### STATED PROBLEM:
Copy the data below, swapping each "marker" for "point" and leaving everything else unchanged.
[Begin]
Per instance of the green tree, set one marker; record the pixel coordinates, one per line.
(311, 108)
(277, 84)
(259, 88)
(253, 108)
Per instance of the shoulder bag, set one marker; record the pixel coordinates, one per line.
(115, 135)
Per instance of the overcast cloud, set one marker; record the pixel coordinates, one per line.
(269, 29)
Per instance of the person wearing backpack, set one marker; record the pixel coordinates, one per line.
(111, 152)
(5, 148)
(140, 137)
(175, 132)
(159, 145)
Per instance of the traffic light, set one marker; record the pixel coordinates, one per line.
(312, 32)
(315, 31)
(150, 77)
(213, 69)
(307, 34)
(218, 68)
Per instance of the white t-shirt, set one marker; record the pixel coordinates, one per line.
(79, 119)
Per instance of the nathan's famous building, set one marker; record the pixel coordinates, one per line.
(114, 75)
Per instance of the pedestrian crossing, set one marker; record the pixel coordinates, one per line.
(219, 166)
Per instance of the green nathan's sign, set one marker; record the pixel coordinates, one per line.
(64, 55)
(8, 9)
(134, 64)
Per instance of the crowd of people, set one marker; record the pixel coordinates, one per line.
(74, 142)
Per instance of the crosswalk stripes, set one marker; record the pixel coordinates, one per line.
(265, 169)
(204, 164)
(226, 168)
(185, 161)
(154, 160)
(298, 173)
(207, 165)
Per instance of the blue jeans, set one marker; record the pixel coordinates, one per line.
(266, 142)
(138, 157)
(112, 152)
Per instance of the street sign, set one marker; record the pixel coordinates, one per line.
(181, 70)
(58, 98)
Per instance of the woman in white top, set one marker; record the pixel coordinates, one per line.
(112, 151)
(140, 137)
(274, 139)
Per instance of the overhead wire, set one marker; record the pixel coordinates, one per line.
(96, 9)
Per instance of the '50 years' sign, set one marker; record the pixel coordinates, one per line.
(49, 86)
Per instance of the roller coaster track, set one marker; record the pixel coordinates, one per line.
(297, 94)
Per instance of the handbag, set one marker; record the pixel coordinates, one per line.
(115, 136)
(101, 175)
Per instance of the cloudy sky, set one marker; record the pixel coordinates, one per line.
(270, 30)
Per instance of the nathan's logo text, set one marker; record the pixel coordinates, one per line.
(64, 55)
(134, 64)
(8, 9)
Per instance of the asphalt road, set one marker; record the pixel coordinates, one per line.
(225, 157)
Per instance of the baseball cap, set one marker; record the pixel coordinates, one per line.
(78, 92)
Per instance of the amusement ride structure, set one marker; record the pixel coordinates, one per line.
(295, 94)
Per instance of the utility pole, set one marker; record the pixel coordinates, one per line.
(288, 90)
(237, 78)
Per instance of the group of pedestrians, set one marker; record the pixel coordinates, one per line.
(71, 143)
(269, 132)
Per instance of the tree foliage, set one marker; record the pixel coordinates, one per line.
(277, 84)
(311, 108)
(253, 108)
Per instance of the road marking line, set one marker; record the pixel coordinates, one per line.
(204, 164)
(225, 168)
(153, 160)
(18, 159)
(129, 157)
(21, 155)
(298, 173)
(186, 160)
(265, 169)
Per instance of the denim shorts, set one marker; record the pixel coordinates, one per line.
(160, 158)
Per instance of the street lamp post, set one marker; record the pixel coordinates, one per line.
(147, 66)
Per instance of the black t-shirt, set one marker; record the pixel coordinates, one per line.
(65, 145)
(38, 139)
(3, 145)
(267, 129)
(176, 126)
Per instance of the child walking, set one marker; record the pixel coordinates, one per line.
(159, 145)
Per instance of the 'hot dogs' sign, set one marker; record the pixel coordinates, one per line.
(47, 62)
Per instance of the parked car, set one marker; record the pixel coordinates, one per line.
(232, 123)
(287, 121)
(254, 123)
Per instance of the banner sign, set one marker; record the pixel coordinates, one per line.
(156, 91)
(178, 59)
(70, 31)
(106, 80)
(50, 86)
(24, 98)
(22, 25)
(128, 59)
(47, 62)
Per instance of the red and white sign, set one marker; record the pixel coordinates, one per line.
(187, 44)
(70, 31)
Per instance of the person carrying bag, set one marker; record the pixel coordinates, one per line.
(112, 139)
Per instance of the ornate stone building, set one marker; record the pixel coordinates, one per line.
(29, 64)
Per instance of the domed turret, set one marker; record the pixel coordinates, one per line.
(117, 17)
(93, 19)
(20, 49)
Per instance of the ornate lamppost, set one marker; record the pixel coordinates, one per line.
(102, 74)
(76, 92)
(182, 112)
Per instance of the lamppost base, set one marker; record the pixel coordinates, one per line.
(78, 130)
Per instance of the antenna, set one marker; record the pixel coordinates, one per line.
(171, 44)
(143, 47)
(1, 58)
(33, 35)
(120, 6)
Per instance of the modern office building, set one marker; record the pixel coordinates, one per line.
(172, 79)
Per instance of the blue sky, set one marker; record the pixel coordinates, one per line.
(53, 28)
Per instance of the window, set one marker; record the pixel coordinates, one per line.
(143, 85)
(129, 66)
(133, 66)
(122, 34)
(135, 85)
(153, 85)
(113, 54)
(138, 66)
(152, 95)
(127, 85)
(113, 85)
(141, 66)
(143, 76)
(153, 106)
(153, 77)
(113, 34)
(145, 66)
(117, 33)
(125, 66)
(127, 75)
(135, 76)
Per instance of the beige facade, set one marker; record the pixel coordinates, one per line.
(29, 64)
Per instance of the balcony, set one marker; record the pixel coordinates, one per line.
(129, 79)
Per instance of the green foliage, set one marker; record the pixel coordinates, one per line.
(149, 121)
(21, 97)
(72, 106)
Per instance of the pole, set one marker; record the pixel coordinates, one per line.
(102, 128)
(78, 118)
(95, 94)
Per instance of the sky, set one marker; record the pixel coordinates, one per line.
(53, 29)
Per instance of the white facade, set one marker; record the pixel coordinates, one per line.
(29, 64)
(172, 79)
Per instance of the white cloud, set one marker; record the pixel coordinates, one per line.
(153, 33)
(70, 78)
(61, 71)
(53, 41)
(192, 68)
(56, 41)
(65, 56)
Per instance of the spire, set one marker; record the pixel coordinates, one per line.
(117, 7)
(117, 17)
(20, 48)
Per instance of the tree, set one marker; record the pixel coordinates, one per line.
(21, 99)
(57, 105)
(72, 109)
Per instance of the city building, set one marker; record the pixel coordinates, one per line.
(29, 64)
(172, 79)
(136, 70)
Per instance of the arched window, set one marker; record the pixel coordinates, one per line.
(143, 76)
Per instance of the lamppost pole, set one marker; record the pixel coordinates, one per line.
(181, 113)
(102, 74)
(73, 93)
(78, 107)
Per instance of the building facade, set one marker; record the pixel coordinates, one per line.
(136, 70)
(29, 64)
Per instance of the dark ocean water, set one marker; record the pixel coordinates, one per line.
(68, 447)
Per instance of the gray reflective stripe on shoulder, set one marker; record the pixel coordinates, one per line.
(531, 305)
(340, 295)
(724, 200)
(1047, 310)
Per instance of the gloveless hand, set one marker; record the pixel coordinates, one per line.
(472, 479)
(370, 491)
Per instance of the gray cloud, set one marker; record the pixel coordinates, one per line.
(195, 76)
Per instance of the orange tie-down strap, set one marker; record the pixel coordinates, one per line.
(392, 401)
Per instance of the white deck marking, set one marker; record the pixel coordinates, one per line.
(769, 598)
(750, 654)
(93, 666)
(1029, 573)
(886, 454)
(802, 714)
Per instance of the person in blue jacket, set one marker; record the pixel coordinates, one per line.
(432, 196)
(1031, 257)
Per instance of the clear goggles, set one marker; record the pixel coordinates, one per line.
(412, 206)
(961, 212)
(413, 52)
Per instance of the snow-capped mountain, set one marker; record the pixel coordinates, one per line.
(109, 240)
[End]
### ANSWER TO THIS EXERCISE:
Per instance of the green tree, set one point; record the pixel coordinates, one per line.
(311, 108)
(277, 84)
(259, 88)
(253, 108)
Per instance of the shoulder bag, set one point; record the pixel coordinates, one per line.
(115, 135)
Per instance of the overcast cloud, set one point; record the pixel coordinates, one per line.
(269, 29)
Per instance of the person wearing backpack, set one point; record the pixel coordinates, one per line.
(111, 152)
(5, 148)
(140, 137)
(175, 132)
(159, 145)
Per instance of the traffic light, set one point; record the pixel coordinates, one per line.
(312, 32)
(315, 31)
(150, 77)
(213, 69)
(307, 34)
(218, 68)
Per instance of the white t-shirt, set one point; record the pixel coordinates, one per line.
(79, 119)
Per instance of the nathan's famous building, set one point; record the pixel coordinates, one per line.
(114, 75)
Per instance of the pedestrian crossing, set one point; record the pixel coordinates, one per line.
(219, 166)
Per instance of the green nathan's sign, set one point; record the pixel coordinates, one per line.
(64, 55)
(8, 9)
(134, 64)
Per instance of the crowd of people, set one point; record the pixel coordinates, one per line.
(74, 142)
Per instance of the crosswalk stripes, set one point; record the pixel coordinates, one per line.
(265, 169)
(204, 164)
(226, 168)
(185, 161)
(154, 160)
(298, 173)
(207, 165)
Per instance of the blue jeans, set one point; record the pixel coordinates, one per line.
(266, 142)
(138, 157)
(112, 152)
Per instance of the street sign, set one point; record the pixel coordinates, one per line.
(181, 70)
(58, 98)
Per instance of the woman in white top, set one point; record the pixel coordinates, one per line.
(112, 151)
(140, 137)
(274, 139)
Per instance of the overhead wire, set one point; record the pixel coordinates, one per line.
(96, 9)
Per instance of the '50 years' sign, set one point; record the pixel coordinates, one per line.
(49, 86)
Per instance of the roller coaster track, set one point; record the pixel coordinates, one per line.
(297, 94)
Per instance of the handbag, set one point; record the pixel coordinates, one per line.
(115, 136)
(101, 175)
Per instance of the cloudy sky, set one point; record the pixel coordinates, one per line.
(270, 30)
Per instance of the nathan's logo text, set one point; record the pixel coordinates, one per line.
(64, 55)
(134, 64)
(8, 9)
Per instance of the asphalt road, set one point; record the pixel coordinates, one per line.
(225, 157)
Per instance of the baseball cap, set one point; record the pixel coordinates, one per line.
(78, 92)
Per instance of the amusement ride structure, set one point; record the pixel coordinates, one per line.
(295, 94)
Per instance of the utility pole, set one point; record the pixel coordinates, one per line.
(288, 90)
(237, 78)
Per instance of the group of pedestrians, set one point; record the pixel coordinates, one per line.
(71, 143)
(269, 132)
Per instance of the tree foliage, set one point; record the pixel coordinates, one per line.
(277, 84)
(311, 108)
(253, 108)
Per instance of the road marking line, set one point; record the pixel coordinates, one per line.
(204, 164)
(225, 168)
(153, 160)
(18, 159)
(129, 157)
(21, 155)
(298, 173)
(186, 160)
(265, 169)
Per instance of the denim shorts, set one point; record the pixel coordinates, one per line.
(160, 158)
Per instance of the street lamp post, set one point; record the pixel coordinates, one per line.
(147, 66)
Per instance of the black t-shirt, set one point; record the pixel coordinates, one per line.
(65, 145)
(38, 139)
(3, 145)
(267, 129)
(176, 126)
Per instance of the child walking, set one point; record the pixel coordinates, one per line.
(159, 145)
Per instance of the 'hot dogs' sign, set one point; record the pixel coordinates, one per line.
(47, 62)
Per instance of the parked car, set one point; record the pixel coordinates, one per line.
(232, 123)
(287, 121)
(254, 123)
Per instance of the banner sign, set one point; record the pixel coordinates, one per line.
(156, 91)
(178, 59)
(70, 31)
(106, 80)
(50, 86)
(24, 98)
(22, 25)
(128, 59)
(47, 62)
Per instance of the red and white sign, set one point; record the pixel coordinates, one per line.
(187, 44)
(70, 31)
Per instance of the person carrying bag, set one point; record the pixel coordinates, one per line.
(112, 139)
Per instance of the ornate stone building, set one point; record the pixel coordinates, one per line.
(29, 64)
Per instance of the domed turret, set one point; record the pixel coordinates, one per line.
(117, 17)
(93, 19)
(20, 49)
Per instance of the ornate lamppost, set one point; record the pixel coordinates, one per line.
(102, 74)
(76, 92)
(182, 112)
Per instance of the lamppost base, set one point; record the pixel coordinates, one per line.
(78, 130)
Per instance of the antenna, set one point; record the pixel coordinates, one per line.
(171, 44)
(143, 47)
(1, 58)
(33, 35)
(120, 6)
Per instance of the modern office building, set one point; record the pixel coordinates, one per line.
(172, 79)
Per instance of the blue sky, set one point; record the pixel coordinates, one per line.
(53, 28)
Per instance of the window, set one point; record the pixel coordinates, one per line.
(143, 85)
(129, 66)
(133, 66)
(122, 34)
(135, 85)
(153, 85)
(113, 54)
(138, 66)
(152, 95)
(127, 85)
(113, 85)
(141, 66)
(143, 76)
(153, 106)
(153, 77)
(113, 34)
(145, 66)
(117, 33)
(125, 66)
(127, 75)
(135, 76)
Per instance of the beige facade, set one point; record the pixel coordinates, one per line.
(29, 64)
Per instance of the balcony, set one point; record the pixel coordinates, one per line.
(129, 79)
Per instance of the green foliage, set one point; record the pixel coordinates, one per line.
(149, 121)
(21, 97)
(72, 106)
Per instance of the pole, set one point; record the pixel coordinates, one per line.
(102, 128)
(78, 118)
(95, 94)
Per instance of the sky, set one point; record the pixel coordinates, one per line.
(53, 29)
Per instance of the white facade, set one point; record the pixel coordinates, one per line.
(29, 64)
(172, 79)
Per instance of the white cloud, set one point; record the pixel coordinates, one per line.
(153, 33)
(70, 78)
(61, 71)
(53, 41)
(192, 68)
(56, 41)
(65, 56)
Per instance of the spire, set one point; record the pixel coordinates, one per line.
(117, 7)
(117, 17)
(20, 48)
Per instance of the tree, set one point; record the pixel coordinates, one per line.
(21, 99)
(57, 105)
(72, 109)
Per instance of the city building, set one point; record the pixel coordinates, one per line.
(29, 64)
(172, 79)
(136, 70)
Per instance of the arched window, set one point; record the pixel coordinates, one per line.
(143, 76)
Per instance of the lamppost pole, set one point; record the pixel coordinates, one per line.
(181, 113)
(102, 74)
(73, 93)
(78, 107)
Per instance of the building facade, set one point; record the pixel coordinates, one per line.
(136, 70)
(29, 64)
Per instance of the dark ocean water, set one point; record the pixel coordinates, one per line.
(68, 447)
Per instance of the gray reflective stripe on shoulder, set one point; record the pixel coordinates, one per line.
(531, 305)
(340, 295)
(724, 200)
(1047, 310)
Per instance of the gloveless hand, set one point; record the pixel coordinates, one per line.
(472, 479)
(370, 491)
Per instance of the gray cloud, set one point; record the pixel coordinates, one per line.
(195, 76)
Per instance of the orange tie-down strap, set one point; record the pixel coordinates, one per line.
(392, 401)
Per instance of the white deck marking, set one point; record the pixel coordinates, one per line.
(769, 598)
(750, 654)
(93, 666)
(1029, 573)
(886, 454)
(802, 714)
Per instance of the person in blue jacket, set one point; record the pixel coordinates, one per line.
(432, 196)
(1031, 257)
Per instance of the clear goggles, set one point; record the pixel coordinates, one per line.
(412, 206)
(961, 212)
(413, 52)
Per instance of the snow-capped mountain, set one point; record the pixel coordinates, one per line.
(109, 240)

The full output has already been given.